Copy the material from its first line through the line containing "left=49, top=74, right=57, bottom=188", both ends included, keeping every line as it is except the box coordinates in the answers. Rescale each of those answer coordinates by multiplying it by 1.65 and rounding to a whole number, with halves rounded up.

## Data listing
[Begin]
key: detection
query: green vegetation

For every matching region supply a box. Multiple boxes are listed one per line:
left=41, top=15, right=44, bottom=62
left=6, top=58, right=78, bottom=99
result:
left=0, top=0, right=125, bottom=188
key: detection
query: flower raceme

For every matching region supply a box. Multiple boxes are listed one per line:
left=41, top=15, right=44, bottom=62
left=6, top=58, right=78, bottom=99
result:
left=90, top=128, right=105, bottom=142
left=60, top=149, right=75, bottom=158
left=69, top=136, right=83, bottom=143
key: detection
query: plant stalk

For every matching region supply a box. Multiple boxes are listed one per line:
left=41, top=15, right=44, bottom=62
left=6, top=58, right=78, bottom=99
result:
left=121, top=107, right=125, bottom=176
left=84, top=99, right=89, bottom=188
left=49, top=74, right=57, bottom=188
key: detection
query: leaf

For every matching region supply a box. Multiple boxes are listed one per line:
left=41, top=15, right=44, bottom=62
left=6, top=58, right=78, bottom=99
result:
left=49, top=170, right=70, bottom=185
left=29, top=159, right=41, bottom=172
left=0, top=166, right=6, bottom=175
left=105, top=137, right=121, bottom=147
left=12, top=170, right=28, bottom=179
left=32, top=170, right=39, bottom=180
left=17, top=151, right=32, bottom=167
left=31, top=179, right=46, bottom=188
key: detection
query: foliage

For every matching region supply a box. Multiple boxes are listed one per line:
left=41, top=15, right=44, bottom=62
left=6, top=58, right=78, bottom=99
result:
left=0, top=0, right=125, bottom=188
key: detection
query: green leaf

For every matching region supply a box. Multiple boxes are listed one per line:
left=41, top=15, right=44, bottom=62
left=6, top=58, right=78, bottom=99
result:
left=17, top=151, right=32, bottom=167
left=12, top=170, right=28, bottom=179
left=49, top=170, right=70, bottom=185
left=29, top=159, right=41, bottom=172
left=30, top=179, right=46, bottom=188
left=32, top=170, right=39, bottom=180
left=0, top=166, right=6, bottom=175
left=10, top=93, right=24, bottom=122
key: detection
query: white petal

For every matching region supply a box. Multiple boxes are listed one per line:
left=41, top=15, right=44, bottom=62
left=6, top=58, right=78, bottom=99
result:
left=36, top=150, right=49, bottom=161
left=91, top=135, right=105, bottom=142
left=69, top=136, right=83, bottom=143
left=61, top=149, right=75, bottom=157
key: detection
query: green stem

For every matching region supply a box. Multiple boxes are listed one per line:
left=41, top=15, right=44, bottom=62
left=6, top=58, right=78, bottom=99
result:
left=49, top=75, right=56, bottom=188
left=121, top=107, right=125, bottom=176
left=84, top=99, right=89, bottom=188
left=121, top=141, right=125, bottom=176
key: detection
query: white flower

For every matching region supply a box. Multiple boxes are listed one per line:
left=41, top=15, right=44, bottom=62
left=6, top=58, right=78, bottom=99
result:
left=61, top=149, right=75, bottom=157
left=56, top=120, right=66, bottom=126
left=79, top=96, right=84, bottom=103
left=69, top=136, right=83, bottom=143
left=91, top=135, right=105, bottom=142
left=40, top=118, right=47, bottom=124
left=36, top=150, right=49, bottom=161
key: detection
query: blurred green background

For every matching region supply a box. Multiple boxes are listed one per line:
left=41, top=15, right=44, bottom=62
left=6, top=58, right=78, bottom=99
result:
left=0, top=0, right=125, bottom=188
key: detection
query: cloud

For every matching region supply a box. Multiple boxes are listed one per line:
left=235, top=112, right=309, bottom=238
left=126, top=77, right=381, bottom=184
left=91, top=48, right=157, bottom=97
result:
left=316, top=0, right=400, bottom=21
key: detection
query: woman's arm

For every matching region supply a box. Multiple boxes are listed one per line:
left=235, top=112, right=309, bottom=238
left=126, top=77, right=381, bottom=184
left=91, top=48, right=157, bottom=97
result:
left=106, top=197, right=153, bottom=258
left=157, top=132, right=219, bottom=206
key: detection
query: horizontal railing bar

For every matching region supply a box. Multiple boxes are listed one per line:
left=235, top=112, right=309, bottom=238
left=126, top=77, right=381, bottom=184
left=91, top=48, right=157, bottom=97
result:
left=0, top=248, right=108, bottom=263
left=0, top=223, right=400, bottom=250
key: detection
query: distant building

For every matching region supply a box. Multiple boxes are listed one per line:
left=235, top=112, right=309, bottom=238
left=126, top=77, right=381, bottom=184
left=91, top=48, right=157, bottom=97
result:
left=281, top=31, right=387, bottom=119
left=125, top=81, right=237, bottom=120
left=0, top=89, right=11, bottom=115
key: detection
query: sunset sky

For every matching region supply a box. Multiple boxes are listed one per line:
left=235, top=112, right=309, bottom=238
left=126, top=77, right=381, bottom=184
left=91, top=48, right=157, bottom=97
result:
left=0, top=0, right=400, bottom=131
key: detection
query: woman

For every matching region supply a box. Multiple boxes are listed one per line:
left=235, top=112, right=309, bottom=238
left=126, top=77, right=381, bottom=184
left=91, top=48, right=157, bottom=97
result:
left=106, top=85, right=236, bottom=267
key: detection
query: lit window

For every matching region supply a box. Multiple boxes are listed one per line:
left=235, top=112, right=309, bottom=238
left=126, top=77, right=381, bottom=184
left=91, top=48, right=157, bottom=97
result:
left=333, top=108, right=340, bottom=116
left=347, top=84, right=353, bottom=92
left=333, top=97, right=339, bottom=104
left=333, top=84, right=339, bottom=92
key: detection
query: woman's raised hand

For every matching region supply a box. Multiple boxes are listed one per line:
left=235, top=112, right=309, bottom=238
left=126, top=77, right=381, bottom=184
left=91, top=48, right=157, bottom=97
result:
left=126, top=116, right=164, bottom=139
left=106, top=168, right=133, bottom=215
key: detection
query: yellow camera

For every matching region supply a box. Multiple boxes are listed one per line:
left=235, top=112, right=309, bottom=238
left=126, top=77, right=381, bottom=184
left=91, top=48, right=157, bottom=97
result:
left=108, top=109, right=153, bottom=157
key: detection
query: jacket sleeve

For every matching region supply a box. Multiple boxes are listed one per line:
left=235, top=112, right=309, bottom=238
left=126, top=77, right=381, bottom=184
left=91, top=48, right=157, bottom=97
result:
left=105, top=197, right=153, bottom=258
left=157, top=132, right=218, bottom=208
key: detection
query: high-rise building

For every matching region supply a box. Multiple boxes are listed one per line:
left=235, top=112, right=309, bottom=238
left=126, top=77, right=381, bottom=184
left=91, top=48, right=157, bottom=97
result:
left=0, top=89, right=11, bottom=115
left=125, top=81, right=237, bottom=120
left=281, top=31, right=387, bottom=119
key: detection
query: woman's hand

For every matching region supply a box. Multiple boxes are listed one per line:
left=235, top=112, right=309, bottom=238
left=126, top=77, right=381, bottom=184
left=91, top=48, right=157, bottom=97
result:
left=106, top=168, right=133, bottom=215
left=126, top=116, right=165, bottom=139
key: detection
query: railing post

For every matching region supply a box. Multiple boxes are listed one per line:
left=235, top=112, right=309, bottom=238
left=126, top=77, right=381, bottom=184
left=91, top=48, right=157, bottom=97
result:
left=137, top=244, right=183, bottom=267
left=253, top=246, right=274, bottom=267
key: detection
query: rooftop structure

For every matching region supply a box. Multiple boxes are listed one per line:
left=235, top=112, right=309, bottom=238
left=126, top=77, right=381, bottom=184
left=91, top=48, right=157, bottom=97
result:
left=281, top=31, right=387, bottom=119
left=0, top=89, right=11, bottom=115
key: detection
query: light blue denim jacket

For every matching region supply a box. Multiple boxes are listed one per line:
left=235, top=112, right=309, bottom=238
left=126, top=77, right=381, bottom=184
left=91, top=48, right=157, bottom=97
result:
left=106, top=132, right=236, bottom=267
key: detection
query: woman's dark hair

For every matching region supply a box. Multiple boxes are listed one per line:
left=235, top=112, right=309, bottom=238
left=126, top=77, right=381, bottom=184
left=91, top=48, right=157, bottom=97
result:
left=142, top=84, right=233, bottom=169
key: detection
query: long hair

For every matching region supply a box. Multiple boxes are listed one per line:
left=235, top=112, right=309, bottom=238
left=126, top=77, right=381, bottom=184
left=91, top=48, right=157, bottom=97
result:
[End]
## Response to this task
key: detection
query: green vegetation

For every matching region supply a box. Multiple boxes are listed one per line:
left=41, top=15, right=44, bottom=62
left=6, top=58, right=78, bottom=99
result:
left=0, top=0, right=206, bottom=310
key: detection
query: flower raceme

For every matching region supply a box. Multiple boxes are listed one per line:
left=41, top=15, right=44, bottom=62
left=6, top=58, right=78, bottom=99
result:
left=149, top=211, right=173, bottom=234
left=99, top=246, right=124, bottom=261
left=114, top=224, right=137, bottom=236
key: detection
query: plant stalk

For every matching region supply a box. Multiple boxes are listed one per line:
left=41, top=15, right=44, bottom=62
left=6, top=58, right=78, bottom=99
result:
left=200, top=177, right=206, bottom=290
left=139, top=163, right=147, bottom=310
left=81, top=122, right=94, bottom=310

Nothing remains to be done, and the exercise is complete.